# PROBLEM REQUIREMENTS
Copy every line from the start of the entries below down to the line containing "552;76;626;416", inclusive, scaling each bounding-box coordinate in the answers by 2.25 and rounding to the nearest whole number, with halves rounded up, while leaving the requests and their sample outputs unchanged. Omit the pictures from your reproduction.
start MATERIAL TO PROCESS
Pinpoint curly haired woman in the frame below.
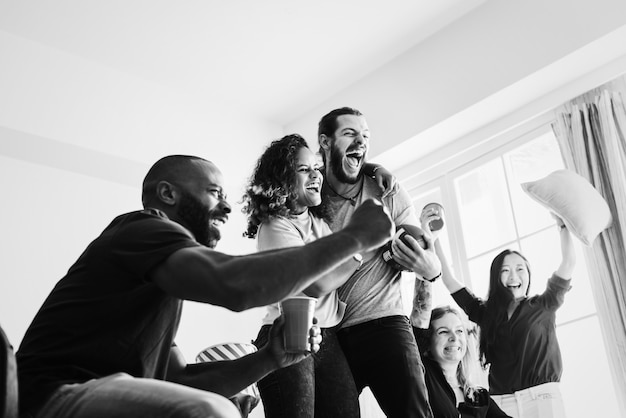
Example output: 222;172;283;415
243;134;395;418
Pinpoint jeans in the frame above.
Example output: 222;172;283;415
337;316;433;418
23;373;241;418
254;325;360;418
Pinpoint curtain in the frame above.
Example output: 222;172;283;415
552;76;626;416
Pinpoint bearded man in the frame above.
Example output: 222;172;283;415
318;107;441;418
16;155;392;418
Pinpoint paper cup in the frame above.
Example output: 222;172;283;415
280;296;317;353
196;343;261;406
420;202;444;232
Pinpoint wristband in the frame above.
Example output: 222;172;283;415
421;272;441;283
352;253;363;271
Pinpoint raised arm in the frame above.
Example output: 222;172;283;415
411;280;433;329
553;215;576;279
166;316;321;398
151;200;392;311
257;217;361;298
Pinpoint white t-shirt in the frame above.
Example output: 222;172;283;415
324;176;419;328
257;210;346;328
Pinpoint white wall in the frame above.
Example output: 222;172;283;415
286;0;626;168
0;32;282;366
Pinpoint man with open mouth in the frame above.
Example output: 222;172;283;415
318;107;441;418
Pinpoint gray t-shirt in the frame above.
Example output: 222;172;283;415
324;177;419;328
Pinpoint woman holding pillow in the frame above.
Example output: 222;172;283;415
422;214;576;418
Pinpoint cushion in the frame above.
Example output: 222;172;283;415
522;170;613;246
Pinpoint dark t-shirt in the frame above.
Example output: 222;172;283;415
452;275;571;395
413;327;510;418
16;209;200;410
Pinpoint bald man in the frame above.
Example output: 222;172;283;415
16;155;392;418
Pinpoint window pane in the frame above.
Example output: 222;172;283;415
455;159;515;257
556;316;620;417
521;227;596;323
503;132;563;236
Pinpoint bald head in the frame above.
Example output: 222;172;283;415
141;155;217;207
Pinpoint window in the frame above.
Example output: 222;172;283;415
403;125;618;417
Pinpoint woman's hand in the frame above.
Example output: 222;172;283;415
552;213;576;279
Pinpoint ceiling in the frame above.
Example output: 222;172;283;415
0;0;485;125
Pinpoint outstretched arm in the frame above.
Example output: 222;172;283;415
553;215;576;279
411;280;433;329
150;200;392;311
167;316;322;398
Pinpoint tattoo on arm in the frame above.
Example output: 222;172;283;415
411;279;433;329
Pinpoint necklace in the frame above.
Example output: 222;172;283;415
326;181;363;206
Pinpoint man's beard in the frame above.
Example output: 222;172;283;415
178;190;222;248
330;143;363;184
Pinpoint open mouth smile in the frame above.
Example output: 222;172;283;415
346;150;365;168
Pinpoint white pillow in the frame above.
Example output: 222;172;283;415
522;170;613;246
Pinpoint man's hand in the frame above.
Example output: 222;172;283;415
263;315;322;368
230;392;260;418
344;199;394;252
391;231;441;280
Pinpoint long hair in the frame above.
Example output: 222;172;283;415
242;134;329;238
480;249;530;366
420;305;479;393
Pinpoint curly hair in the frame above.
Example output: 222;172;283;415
480;249;531;366
241;134;330;238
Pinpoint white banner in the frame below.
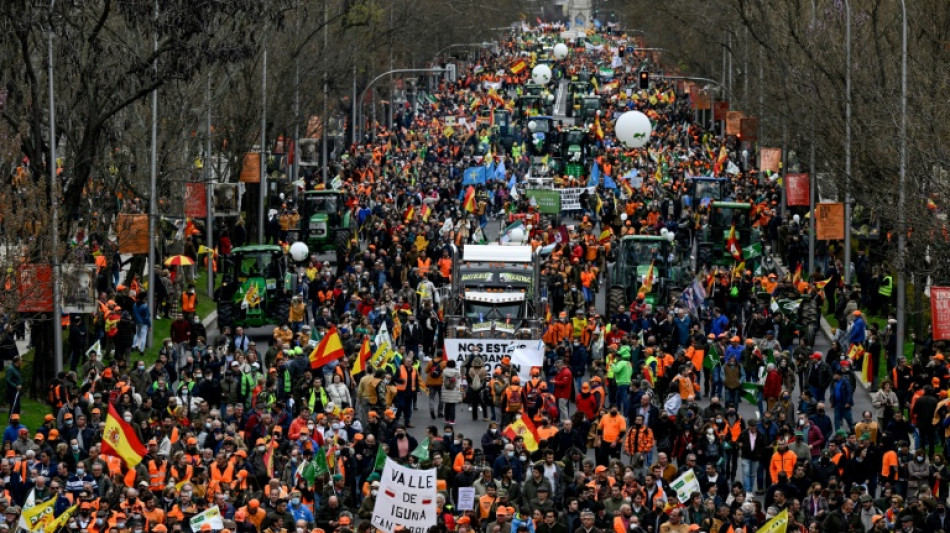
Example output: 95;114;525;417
670;469;702;504
445;339;544;380
189;505;224;531
559;187;595;211
372;459;436;533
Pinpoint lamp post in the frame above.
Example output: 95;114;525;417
844;0;856;284
896;0;907;358
48;0;64;372
356;67;444;143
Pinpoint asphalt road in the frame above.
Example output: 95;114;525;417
216;212;871;470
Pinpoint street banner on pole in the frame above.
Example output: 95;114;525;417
815;202;844;241
785;172;810;207
372;459;436;533
930;287;950;341
670;469;702;503
759;148;782;172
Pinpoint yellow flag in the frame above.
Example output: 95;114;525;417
757;509;788;533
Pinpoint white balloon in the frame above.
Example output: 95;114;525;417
508;228;524;242
531;63;551;85
614;111;653;148
290;242;310;262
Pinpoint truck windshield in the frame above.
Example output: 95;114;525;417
465;302;522;323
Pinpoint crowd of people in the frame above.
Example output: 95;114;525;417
0;20;950;533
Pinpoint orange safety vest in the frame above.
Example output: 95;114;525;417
181;292;198;313
396;365;418;392
148;460;168;492
416;257;432;276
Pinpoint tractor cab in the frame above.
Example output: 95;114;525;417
218;245;294;327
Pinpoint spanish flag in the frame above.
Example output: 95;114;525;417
726;222;742;261
713;146;729;174
502;413;541;452
310;326;343;368
102;403;148;468
639;261;654;294
462;185;475;213
350;335;371;376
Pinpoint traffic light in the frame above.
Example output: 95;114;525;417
640;70;650;89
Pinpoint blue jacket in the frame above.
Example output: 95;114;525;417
831;378;854;407
849;316;868;344
132;302;152;326
709;315;729;336
722;344;743;364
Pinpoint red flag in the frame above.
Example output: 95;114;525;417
462;185;475;213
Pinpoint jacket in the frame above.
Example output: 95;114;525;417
442;368;462;403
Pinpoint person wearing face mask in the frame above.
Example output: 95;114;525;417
287;490;313;526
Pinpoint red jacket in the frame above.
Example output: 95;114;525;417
762;370;782;398
575;392;600;420
554;366;574;400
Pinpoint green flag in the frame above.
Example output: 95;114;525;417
373;444;386;471
300;461;317;487
313;449;330;477
741;381;762;405
411;437;429;463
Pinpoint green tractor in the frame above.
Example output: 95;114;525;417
567;81;594;117
696;202;762;270
217;244;294;327
300;190;353;251
607;235;686;315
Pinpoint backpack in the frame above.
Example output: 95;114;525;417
505;387;521;413
442;375;459;390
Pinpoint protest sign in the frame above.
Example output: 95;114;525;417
372;458;436;533
670;469;702;503
189;505;224;531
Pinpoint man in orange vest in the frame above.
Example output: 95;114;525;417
393;354;426;428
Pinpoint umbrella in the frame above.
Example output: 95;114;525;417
165;255;195;266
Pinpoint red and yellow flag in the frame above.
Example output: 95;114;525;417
503;413;541;452
726;222;742;261
310;326;343;368
350;335;372;376
639;261;654;294
462;185;475;213
102;403;148;468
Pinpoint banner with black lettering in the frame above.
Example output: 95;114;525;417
445;339;544;380
372;458;436;533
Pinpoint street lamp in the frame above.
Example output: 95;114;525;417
848;0;856;284
357;67;445;139
895;0;907;358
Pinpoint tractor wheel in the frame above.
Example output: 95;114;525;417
604;285;627;316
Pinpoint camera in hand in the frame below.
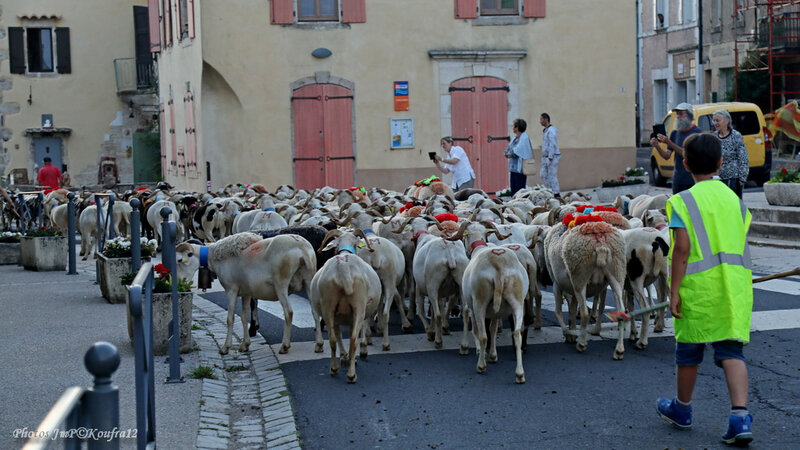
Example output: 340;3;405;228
650;123;667;139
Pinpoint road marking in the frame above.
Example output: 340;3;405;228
272;309;800;364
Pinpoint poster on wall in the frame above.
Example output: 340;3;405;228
394;81;408;111
389;117;414;150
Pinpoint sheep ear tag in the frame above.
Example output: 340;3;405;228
200;245;208;267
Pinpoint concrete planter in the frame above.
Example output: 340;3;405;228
19;236;68;271
0;242;22;265
97;254;150;303
594;183;650;203
130;292;194;355
764;183;800;206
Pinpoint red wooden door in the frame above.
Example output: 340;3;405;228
450;77;510;192
292;84;355;189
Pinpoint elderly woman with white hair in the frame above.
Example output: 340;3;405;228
713;109;750;198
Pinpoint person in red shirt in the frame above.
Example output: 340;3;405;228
36;156;61;189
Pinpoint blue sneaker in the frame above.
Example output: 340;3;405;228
656;397;692;430
722;414;753;447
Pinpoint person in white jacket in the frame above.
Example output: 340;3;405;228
503;119;532;195
539;113;561;198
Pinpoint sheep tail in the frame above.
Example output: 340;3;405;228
492;277;508;314
339;264;354;295
596;247;611;268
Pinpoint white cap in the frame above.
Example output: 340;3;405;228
672;102;694;112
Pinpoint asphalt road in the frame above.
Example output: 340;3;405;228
202;266;800;449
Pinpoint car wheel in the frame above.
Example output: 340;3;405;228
650;159;667;187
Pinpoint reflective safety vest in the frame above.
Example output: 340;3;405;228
667;180;753;343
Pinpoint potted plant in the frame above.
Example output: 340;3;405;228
0;231;22;264
764;167;800;206
595;175;649;203
19;227;67;271
124;264;194;355
97;236;157;303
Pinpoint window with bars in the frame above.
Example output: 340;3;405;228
8;27;72;74
481;0;519;16
297;0;339;22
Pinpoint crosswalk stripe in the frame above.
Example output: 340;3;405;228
272;309;800;364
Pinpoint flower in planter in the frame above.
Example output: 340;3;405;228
767;167;800;183
153;264;194;293
103;236;158;258
25;227;61;237
0;231;22;244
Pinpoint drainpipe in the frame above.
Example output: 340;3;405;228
695;0;706;103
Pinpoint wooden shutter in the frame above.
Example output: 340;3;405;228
454;0;478;19
522;0;544;18
269;0;294;25
56;28;72;73
342;0;367;23
186;0;194;39
158;102;169;180
8;27;25;73
161;0;172;47
147;0;161;53
167;95;178;172
183;91;197;172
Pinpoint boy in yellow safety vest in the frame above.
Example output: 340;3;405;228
656;133;753;446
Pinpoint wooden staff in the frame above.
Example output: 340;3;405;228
753;267;800;283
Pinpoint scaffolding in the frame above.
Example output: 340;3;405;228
733;0;800;111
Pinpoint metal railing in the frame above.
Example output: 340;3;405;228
114;58;155;94
22;342;120;450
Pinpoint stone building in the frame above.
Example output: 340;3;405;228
150;0;636;191
0;0;160;186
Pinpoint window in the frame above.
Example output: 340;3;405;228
653;0;667;29
481;0;519;16
26;28;53;72
8;27;72;74
297;0;339;22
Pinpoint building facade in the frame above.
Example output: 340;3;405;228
151;0;636;191
0;0;160;186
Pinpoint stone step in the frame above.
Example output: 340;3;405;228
748;220;800;242
750;206;800;224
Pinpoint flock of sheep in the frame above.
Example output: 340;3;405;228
15;182;669;383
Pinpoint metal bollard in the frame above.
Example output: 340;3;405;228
81;342;120;450
130;198;142;273
36;192;44;228
160;206;184;383
67;192;78;275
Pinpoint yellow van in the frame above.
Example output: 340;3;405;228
650;102;772;186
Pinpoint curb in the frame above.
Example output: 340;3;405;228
192;296;300;449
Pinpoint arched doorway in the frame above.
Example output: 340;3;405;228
449;77;510;192
292;83;356;189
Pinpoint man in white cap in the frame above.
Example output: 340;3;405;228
650;102;703;194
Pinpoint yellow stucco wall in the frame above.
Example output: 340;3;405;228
160;0;636;192
0;0;147;185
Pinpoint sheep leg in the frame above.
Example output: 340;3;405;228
219;288;239;355
347;302;367;384
239;295;251;352
574;286;589;352
306;300;324;353
513;305;527;384
472;299;487;373
606;273;628;360
486;319;501;363
458;298;474;355
592;289;606;336
276;290;294;354
320;312;344;375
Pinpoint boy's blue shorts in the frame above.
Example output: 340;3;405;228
675;341;746;367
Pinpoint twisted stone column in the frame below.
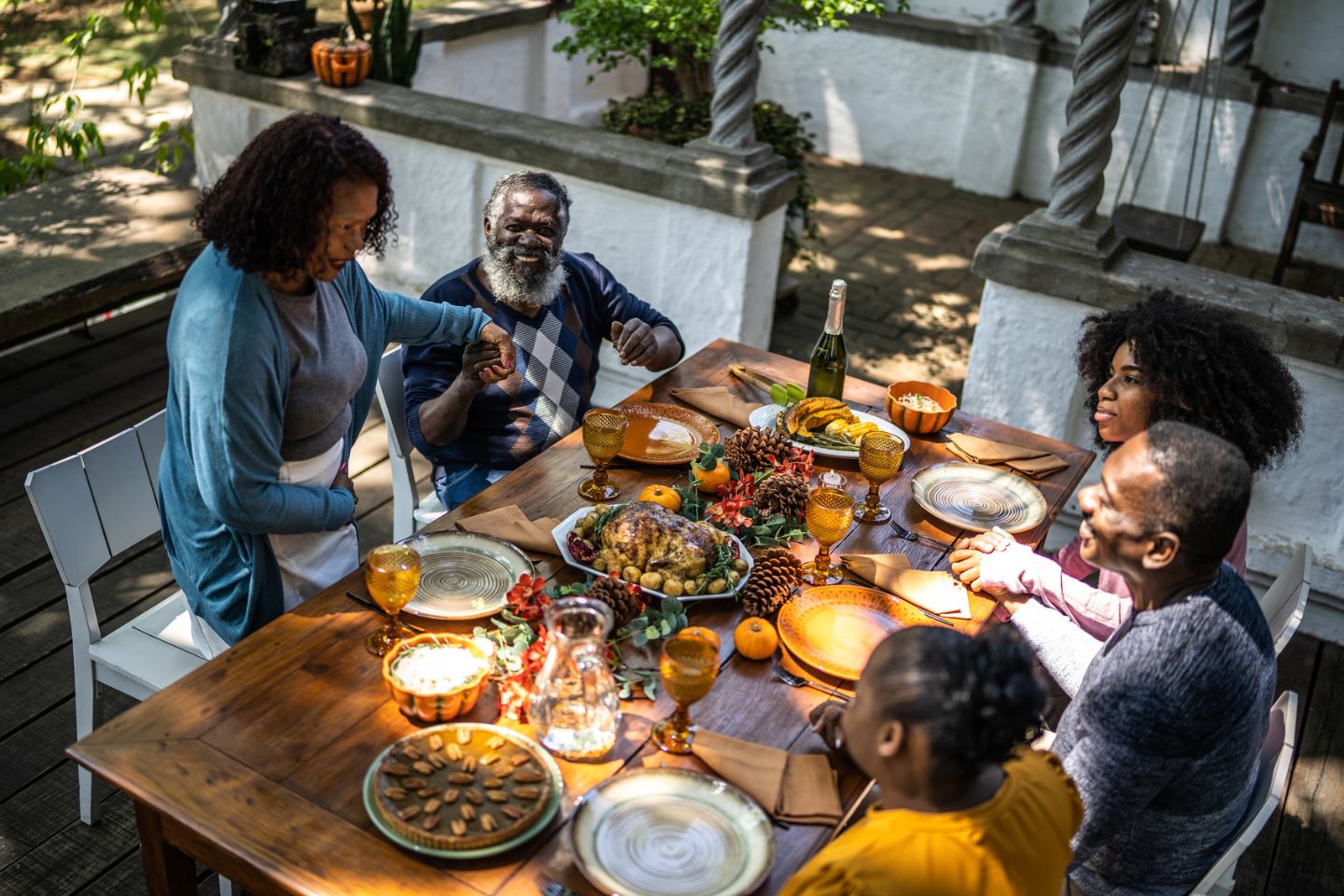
end MATERIAL TO PROCESS
# CORRECT ANSWER
Pinpoint curly haired woman in the frame below.
Example output: 222;172;283;415
547;302;889;941
Pinpoint jeans in the frame above.
Example output: 222;172;283;415
758;711;974;941
52;839;542;941
572;731;810;941
Pinpoint curtain in the frame above.
Example output: 222;172;283;415
1242;171;1409;936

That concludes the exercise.